Written problem –
Copy the lines from the one containing "Exercise. Mark the pink" up to and including the one containing "<point>1029,256</point>", replacing "one element per line" with "each element on its own line" and keeping all else the same.

(Point annotations for photos)
(begin)

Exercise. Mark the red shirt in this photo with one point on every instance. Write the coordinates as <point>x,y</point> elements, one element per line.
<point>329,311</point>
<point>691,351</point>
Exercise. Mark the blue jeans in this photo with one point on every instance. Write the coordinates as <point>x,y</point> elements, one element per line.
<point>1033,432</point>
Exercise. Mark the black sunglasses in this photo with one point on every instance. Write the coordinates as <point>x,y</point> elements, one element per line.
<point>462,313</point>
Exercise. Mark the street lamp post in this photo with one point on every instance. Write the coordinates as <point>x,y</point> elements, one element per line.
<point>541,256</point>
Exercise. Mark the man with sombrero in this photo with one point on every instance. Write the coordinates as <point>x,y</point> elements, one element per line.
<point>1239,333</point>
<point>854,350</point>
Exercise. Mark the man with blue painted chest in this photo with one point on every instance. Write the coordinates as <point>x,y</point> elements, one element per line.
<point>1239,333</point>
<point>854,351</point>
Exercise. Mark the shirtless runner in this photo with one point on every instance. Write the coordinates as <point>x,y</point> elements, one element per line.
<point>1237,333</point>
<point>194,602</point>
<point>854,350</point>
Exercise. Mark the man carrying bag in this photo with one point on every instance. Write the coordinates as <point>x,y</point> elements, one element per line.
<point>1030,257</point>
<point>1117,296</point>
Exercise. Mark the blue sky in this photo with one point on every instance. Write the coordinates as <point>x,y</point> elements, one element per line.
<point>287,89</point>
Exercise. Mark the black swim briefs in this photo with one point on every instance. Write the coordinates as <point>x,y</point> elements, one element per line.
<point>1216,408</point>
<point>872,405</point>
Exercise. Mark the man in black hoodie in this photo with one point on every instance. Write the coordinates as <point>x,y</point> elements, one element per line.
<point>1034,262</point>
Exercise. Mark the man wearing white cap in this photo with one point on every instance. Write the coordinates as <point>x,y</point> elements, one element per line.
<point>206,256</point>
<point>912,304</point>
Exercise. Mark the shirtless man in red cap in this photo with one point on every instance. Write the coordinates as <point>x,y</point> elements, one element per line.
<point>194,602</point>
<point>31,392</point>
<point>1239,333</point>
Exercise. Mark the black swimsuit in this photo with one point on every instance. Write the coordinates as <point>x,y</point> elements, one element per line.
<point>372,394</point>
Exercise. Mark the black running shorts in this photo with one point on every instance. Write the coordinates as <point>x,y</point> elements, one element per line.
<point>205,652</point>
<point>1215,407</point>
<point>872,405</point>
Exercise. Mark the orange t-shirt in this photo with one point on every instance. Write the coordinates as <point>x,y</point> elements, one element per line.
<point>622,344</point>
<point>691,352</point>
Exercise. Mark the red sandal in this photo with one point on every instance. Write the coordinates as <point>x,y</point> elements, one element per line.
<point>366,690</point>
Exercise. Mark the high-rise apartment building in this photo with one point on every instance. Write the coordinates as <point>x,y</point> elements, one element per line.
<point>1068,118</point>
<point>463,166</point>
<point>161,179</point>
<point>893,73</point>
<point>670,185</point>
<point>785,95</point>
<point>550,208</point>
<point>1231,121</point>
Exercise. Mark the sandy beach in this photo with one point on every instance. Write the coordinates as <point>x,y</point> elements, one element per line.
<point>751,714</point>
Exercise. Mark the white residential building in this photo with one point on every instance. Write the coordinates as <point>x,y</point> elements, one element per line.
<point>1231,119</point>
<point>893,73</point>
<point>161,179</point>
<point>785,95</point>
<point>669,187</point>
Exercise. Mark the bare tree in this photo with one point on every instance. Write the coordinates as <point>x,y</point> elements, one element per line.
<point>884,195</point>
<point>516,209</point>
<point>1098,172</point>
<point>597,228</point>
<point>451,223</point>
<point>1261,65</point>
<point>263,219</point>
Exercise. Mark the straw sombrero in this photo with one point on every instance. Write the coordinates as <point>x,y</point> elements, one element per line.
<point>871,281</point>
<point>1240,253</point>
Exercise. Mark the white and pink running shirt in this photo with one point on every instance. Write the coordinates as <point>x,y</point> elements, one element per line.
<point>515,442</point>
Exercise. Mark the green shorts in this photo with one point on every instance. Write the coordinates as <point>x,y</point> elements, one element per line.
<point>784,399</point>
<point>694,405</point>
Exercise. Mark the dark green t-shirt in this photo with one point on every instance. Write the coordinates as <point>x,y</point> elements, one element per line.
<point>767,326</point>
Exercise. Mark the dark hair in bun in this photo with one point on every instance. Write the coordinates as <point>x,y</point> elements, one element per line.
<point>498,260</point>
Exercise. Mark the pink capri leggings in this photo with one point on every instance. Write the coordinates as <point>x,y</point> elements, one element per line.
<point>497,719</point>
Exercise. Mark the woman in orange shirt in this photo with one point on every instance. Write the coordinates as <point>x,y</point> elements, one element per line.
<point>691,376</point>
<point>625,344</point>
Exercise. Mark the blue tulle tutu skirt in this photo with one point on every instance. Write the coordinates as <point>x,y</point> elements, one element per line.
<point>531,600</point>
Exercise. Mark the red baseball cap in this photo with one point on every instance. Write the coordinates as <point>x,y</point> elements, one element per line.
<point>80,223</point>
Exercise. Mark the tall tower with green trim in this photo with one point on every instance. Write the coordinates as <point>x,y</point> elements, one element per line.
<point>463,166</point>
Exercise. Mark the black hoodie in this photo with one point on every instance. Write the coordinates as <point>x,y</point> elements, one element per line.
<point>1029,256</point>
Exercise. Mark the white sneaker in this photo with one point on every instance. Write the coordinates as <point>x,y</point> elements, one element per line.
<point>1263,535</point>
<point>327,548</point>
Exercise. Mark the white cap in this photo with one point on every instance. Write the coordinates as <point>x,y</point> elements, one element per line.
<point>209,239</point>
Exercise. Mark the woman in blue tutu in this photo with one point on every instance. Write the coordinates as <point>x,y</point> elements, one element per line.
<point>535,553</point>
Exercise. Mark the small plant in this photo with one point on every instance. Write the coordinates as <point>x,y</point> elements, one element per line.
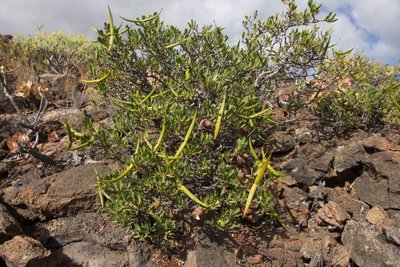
<point>56,52</point>
<point>189,109</point>
<point>353,92</point>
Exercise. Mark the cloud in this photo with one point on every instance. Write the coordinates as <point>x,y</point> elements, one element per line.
<point>368,25</point>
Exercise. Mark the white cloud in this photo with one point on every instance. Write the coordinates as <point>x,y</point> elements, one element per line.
<point>368,25</point>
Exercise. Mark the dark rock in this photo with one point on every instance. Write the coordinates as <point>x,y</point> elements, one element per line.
<point>318,246</point>
<point>347,157</point>
<point>376,143</point>
<point>348,202</point>
<point>392,234</point>
<point>332,215</point>
<point>378,217</point>
<point>283,252</point>
<point>9,226</point>
<point>296,204</point>
<point>298,169</point>
<point>379,184</point>
<point>61,194</point>
<point>367,247</point>
<point>91,254</point>
<point>74,117</point>
<point>208,253</point>
<point>95,227</point>
<point>340,256</point>
<point>22,251</point>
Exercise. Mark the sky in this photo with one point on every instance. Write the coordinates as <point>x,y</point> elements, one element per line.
<point>368,26</point>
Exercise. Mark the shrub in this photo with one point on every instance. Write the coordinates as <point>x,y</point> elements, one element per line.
<point>56,52</point>
<point>189,109</point>
<point>355,92</point>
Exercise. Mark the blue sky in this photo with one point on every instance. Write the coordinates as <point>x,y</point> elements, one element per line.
<point>368,26</point>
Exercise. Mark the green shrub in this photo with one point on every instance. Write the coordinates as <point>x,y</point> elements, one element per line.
<point>355,92</point>
<point>189,109</point>
<point>56,52</point>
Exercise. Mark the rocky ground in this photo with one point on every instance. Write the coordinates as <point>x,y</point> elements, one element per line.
<point>339,199</point>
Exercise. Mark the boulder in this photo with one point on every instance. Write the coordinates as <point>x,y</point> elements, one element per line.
<point>368,247</point>
<point>379,184</point>
<point>23,251</point>
<point>61,194</point>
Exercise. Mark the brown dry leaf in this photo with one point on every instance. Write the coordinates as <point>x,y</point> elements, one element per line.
<point>53,137</point>
<point>17,137</point>
<point>23,89</point>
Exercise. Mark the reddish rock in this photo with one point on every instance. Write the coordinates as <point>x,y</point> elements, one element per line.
<point>9,226</point>
<point>340,256</point>
<point>61,194</point>
<point>283,252</point>
<point>332,215</point>
<point>348,202</point>
<point>367,246</point>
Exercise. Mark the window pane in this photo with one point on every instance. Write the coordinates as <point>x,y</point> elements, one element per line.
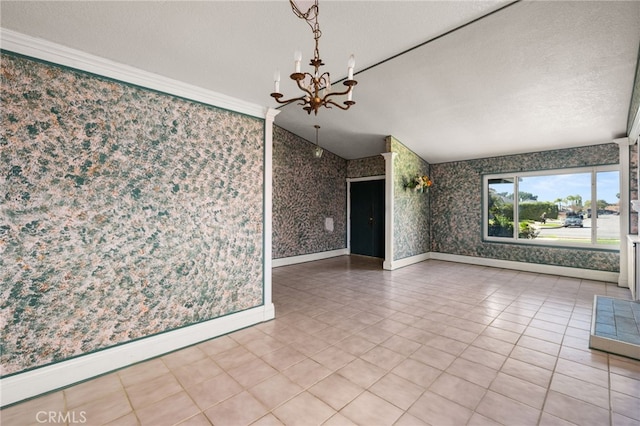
<point>500,204</point>
<point>608,207</point>
<point>552,207</point>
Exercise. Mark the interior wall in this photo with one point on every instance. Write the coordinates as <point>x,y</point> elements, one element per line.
<point>411,221</point>
<point>125,213</point>
<point>306,191</point>
<point>456,207</point>
<point>365,167</point>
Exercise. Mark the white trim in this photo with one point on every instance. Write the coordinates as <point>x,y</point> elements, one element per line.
<point>634,133</point>
<point>48,378</point>
<point>51,52</point>
<point>623,145</point>
<point>349,180</point>
<point>586,274</point>
<point>268,209</point>
<point>284,261</point>
<point>401,263</point>
<point>389,206</point>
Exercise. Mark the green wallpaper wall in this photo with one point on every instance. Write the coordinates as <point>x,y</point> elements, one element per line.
<point>412,233</point>
<point>456,207</point>
<point>123,213</point>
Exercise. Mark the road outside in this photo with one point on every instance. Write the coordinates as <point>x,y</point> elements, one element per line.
<point>608,229</point>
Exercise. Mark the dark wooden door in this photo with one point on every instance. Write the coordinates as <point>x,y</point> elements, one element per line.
<point>367,218</point>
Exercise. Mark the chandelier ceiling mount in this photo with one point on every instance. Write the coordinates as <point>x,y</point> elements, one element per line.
<point>316,86</point>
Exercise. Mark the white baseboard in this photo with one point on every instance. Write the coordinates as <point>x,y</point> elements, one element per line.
<point>284,261</point>
<point>48,378</point>
<point>400,263</point>
<point>588,274</point>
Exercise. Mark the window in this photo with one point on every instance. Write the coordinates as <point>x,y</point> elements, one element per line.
<point>569,207</point>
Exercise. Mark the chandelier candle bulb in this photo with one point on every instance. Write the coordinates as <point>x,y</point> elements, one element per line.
<point>276,81</point>
<point>297,56</point>
<point>350,65</point>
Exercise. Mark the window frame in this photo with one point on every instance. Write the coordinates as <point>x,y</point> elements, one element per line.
<point>515,175</point>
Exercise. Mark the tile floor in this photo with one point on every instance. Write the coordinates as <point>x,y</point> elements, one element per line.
<point>435,343</point>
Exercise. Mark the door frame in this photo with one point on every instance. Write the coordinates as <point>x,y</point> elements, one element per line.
<point>363,179</point>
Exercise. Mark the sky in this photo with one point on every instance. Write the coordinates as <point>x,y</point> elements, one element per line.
<point>552,187</point>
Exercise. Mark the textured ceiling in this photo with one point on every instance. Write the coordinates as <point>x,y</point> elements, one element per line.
<point>477,78</point>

(end)

Exercise response –
Exercise. Mark the pink capri leggings in this photo with one point on every instance. Write the coordinates as <point>x,y</point> elements, each element on its own line.
<point>497,719</point>
Exercise. Mark the woman in orange shirt in this photo with one point on every instance. Write the coordinates as <point>x,y</point> elements, each element on its own line.
<point>691,376</point>
<point>625,344</point>
Exercise. Mark the blue tulle tutu skirt in this photo with one point on every instance. Write the coordinates as <point>x,y</point> elements, each element on its own line.
<point>531,600</point>
Exercise. Mark the red baseball cap in this photo with one point on every instance. Write the coordinates as <point>x,y</point> elements, each element on its own line.
<point>80,223</point>
Exercise. Mark the tall tower with green trim in this photo with one point on every instance. Write the coordinates as <point>x,y</point> elements, each element on its own line.
<point>463,166</point>
Exercise. Mark the black hoodie in this photo with one point on every instance. Write the coordinates as <point>x,y</point> elements, each element on its own line.
<point>1029,256</point>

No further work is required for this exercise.